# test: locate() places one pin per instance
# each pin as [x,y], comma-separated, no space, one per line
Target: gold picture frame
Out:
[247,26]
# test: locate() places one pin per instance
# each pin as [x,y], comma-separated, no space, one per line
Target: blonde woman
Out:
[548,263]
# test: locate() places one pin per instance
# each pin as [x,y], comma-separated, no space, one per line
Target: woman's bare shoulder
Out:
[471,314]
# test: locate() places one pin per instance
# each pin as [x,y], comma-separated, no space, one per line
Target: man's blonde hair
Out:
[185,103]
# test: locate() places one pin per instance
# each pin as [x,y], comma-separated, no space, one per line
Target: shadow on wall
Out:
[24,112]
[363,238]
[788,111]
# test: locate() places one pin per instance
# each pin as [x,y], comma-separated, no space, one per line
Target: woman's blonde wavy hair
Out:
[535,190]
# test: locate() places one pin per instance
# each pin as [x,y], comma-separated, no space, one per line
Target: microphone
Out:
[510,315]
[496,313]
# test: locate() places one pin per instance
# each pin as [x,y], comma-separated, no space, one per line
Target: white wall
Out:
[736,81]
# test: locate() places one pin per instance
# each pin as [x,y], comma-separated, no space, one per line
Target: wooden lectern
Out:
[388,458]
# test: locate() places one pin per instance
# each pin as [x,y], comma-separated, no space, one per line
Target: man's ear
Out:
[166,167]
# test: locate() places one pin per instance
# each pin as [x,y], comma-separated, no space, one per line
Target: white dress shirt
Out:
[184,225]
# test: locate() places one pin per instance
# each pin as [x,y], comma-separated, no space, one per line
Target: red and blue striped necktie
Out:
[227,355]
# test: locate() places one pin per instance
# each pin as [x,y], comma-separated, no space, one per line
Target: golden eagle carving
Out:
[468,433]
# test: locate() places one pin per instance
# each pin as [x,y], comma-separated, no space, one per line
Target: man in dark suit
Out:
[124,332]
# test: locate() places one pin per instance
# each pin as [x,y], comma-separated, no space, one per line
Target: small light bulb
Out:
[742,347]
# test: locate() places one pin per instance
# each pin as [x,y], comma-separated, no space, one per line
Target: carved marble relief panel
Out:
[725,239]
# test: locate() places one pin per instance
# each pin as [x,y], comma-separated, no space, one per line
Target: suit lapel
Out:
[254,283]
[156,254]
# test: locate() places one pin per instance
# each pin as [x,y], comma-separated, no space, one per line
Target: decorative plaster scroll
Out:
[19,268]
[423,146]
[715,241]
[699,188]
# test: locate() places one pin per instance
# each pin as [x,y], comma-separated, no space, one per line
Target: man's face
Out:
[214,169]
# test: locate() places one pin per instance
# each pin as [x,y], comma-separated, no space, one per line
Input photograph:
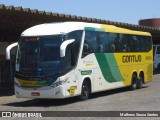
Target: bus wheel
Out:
[134,82]
[140,82]
[85,91]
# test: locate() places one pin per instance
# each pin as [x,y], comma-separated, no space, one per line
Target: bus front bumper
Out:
[44,93]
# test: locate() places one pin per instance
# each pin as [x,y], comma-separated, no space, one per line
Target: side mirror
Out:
[8,50]
[64,46]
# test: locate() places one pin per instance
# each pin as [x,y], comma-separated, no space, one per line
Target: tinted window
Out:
[100,42]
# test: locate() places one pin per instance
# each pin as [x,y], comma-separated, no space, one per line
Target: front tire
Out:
[134,82]
[140,82]
[85,91]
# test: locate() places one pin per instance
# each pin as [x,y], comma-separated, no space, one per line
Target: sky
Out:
[127,11]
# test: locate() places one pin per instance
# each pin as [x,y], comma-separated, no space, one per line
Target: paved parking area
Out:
[145,99]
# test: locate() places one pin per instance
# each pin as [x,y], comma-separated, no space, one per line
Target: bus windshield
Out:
[39,56]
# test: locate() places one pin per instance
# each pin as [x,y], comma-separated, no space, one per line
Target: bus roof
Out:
[65,27]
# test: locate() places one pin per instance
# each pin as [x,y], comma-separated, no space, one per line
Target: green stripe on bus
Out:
[94,29]
[109,67]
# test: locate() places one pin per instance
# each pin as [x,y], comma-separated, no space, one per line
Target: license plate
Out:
[35,94]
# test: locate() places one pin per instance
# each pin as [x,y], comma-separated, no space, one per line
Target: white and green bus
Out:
[66,59]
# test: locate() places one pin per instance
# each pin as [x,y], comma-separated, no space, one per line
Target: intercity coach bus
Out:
[66,59]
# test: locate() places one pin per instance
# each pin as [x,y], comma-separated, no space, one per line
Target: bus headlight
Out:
[17,84]
[57,84]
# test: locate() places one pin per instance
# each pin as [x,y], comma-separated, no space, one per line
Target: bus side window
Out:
[158,50]
[87,47]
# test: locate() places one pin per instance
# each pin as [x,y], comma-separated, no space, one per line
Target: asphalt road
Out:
[145,99]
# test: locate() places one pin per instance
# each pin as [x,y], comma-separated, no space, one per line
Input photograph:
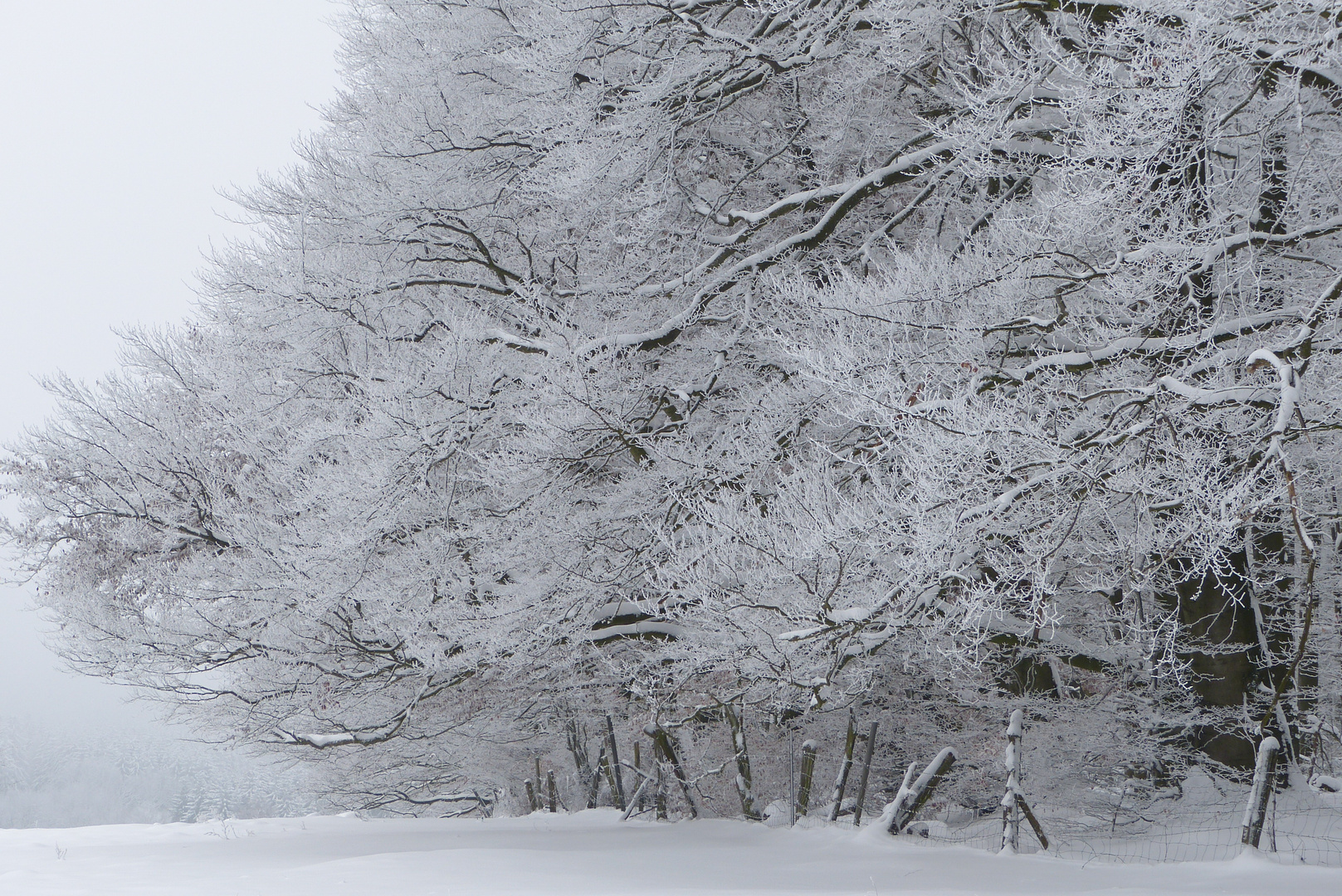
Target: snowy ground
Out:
[588,854]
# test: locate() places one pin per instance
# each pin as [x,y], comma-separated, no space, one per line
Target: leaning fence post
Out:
[808,773]
[844,767]
[792,784]
[1011,811]
[913,797]
[745,781]
[861,781]
[637,763]
[661,743]
[530,796]
[613,765]
[1257,806]
[595,784]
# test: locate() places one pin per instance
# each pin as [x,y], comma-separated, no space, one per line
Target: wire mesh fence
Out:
[1196,817]
[1200,821]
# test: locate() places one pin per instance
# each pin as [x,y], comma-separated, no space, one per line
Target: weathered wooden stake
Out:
[663,745]
[637,763]
[595,782]
[661,789]
[612,780]
[637,800]
[792,785]
[1011,808]
[1032,820]
[745,787]
[844,767]
[1259,793]
[612,766]
[530,796]
[554,793]
[808,772]
[913,797]
[866,772]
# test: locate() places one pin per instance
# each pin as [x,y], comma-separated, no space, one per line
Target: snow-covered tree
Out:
[658,357]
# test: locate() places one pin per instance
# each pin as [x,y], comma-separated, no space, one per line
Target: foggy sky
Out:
[119,125]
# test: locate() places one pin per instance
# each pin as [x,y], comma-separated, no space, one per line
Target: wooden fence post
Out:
[1013,801]
[530,796]
[792,784]
[1011,811]
[661,798]
[844,769]
[595,782]
[661,743]
[745,785]
[866,772]
[1261,789]
[913,797]
[615,763]
[808,773]
[637,763]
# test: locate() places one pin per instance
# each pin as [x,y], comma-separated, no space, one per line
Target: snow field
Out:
[589,852]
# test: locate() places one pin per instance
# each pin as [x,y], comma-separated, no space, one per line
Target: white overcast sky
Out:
[120,122]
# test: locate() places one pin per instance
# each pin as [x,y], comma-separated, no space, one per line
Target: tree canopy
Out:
[661,357]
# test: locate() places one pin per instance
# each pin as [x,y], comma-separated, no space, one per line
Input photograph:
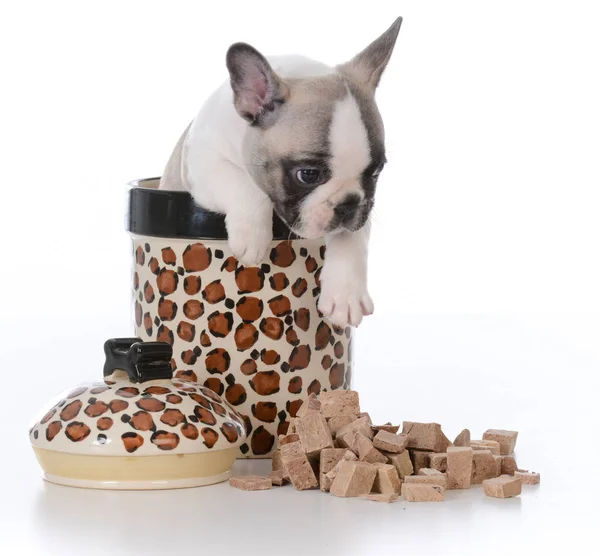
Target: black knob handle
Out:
[142,361]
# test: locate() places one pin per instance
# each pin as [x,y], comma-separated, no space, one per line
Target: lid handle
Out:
[142,361]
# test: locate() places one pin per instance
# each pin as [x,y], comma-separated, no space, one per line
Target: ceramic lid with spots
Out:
[117,417]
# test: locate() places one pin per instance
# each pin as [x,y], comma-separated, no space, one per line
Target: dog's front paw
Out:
[343,302]
[249,239]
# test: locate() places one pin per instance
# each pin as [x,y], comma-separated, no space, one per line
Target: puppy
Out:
[300,138]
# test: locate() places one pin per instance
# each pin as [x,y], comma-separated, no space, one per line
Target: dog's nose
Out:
[347,207]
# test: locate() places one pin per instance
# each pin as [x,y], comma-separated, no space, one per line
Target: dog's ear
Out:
[367,66]
[257,90]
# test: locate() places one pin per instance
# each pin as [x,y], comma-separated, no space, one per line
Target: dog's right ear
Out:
[258,91]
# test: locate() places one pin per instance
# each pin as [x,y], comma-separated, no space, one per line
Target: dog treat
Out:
[401,462]
[425,436]
[339,402]
[336,423]
[250,482]
[387,480]
[277,478]
[353,479]
[387,498]
[506,439]
[330,457]
[491,445]
[311,404]
[422,492]
[419,459]
[314,433]
[439,462]
[460,460]
[504,486]
[463,439]
[390,442]
[527,477]
[484,466]
[509,465]
[388,427]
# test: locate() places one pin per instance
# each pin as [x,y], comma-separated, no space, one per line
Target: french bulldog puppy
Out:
[306,140]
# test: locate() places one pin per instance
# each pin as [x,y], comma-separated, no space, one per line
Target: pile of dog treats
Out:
[330,444]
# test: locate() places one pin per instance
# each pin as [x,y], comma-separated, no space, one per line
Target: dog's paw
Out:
[249,239]
[344,303]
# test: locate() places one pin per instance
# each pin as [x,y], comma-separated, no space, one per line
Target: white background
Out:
[485,265]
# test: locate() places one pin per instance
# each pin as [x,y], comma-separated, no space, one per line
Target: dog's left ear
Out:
★ ★ ★ ★
» **BRIEF**
Count the lines in the material above that contain the string "post", treating case as significant. Give only the number.

» **FULL RESPONSE**
2